### Exercise prompt
In the entries that follow, find the line containing "Target: wooden dining table"; from there, copy every line exactly through the line containing "Point to the pine".

Referring expression data
◆ ◆ ◆

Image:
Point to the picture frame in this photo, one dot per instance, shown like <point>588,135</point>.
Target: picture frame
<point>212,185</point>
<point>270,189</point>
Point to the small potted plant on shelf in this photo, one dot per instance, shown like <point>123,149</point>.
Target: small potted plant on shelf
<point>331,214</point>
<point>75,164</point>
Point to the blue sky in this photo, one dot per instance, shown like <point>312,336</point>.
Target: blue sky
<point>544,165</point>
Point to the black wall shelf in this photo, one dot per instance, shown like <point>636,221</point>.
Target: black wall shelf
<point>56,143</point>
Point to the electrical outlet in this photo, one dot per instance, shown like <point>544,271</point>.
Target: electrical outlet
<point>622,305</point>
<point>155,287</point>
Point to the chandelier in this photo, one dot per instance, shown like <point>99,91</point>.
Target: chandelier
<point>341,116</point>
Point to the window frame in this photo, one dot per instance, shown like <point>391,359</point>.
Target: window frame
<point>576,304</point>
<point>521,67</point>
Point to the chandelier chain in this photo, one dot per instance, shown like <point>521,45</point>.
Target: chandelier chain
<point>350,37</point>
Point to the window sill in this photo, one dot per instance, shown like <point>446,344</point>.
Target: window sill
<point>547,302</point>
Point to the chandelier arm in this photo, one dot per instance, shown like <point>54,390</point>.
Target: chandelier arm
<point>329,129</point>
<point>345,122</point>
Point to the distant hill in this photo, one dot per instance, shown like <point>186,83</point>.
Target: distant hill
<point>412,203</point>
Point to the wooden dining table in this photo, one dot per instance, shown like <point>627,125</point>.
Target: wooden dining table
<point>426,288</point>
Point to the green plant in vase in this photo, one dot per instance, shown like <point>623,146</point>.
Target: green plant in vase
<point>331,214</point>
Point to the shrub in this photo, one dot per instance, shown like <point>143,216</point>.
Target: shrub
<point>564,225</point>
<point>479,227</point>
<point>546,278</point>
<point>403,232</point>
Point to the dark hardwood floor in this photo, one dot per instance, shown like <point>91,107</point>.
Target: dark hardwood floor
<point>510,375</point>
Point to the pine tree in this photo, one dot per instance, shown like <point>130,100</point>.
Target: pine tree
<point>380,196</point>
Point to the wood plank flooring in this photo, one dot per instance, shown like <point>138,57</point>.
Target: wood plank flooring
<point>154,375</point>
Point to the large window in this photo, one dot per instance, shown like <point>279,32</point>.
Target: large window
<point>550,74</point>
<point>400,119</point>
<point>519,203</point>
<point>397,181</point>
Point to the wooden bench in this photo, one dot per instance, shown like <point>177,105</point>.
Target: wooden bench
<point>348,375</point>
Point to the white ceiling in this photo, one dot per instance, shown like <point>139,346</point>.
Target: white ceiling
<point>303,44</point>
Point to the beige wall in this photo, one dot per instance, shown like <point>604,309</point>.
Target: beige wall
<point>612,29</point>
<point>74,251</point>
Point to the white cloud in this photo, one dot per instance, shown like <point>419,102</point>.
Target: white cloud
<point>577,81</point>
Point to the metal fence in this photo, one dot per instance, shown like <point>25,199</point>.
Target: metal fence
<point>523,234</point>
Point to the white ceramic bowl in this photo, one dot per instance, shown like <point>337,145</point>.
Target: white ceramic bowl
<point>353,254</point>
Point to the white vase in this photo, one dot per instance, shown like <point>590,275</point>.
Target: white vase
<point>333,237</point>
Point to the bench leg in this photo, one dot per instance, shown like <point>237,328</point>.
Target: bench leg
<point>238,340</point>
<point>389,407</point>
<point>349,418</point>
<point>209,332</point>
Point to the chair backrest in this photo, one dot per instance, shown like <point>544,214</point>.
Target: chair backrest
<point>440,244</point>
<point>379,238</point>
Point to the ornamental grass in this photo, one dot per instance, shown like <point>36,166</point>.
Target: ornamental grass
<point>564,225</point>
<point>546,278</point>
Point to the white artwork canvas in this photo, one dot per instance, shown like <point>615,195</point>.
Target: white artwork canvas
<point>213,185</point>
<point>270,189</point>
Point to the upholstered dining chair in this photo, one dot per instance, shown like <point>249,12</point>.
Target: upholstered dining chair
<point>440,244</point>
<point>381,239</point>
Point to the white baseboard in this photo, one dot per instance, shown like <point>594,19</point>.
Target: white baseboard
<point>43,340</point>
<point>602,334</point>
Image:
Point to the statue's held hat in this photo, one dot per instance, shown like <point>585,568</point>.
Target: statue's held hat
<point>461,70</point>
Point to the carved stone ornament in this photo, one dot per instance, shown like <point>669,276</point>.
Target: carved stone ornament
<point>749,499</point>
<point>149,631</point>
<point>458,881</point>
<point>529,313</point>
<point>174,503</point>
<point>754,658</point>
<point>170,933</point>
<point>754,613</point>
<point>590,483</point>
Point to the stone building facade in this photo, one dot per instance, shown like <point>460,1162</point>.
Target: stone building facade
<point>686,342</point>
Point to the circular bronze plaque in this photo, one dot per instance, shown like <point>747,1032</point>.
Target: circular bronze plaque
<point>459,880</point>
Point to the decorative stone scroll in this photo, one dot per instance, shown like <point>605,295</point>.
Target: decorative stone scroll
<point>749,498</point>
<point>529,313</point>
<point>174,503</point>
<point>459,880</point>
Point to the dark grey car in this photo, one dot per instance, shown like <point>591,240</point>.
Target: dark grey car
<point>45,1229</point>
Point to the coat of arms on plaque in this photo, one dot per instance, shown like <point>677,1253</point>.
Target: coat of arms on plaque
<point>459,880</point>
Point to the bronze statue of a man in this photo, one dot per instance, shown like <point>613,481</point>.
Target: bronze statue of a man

◆ ◆ ◆

### Expected answer
Target: wooden dining table
<point>426,288</point>
Point to the green plant in vase in this photo, one dot per instance, shown like <point>623,146</point>.
Target: green plant in vase
<point>331,214</point>
Point to the shrub in this photo, one dot per instance, shown like <point>143,216</point>.
Target: shrub
<point>564,225</point>
<point>479,227</point>
<point>546,278</point>
<point>403,232</point>
Point to the dark hardwood floor in this photo, one dot per instance, shown like <point>91,107</point>.
Target: dark hardwood floor
<point>510,375</point>
Point to the pine tree in this photo, one dot per instance, shown like <point>130,100</point>.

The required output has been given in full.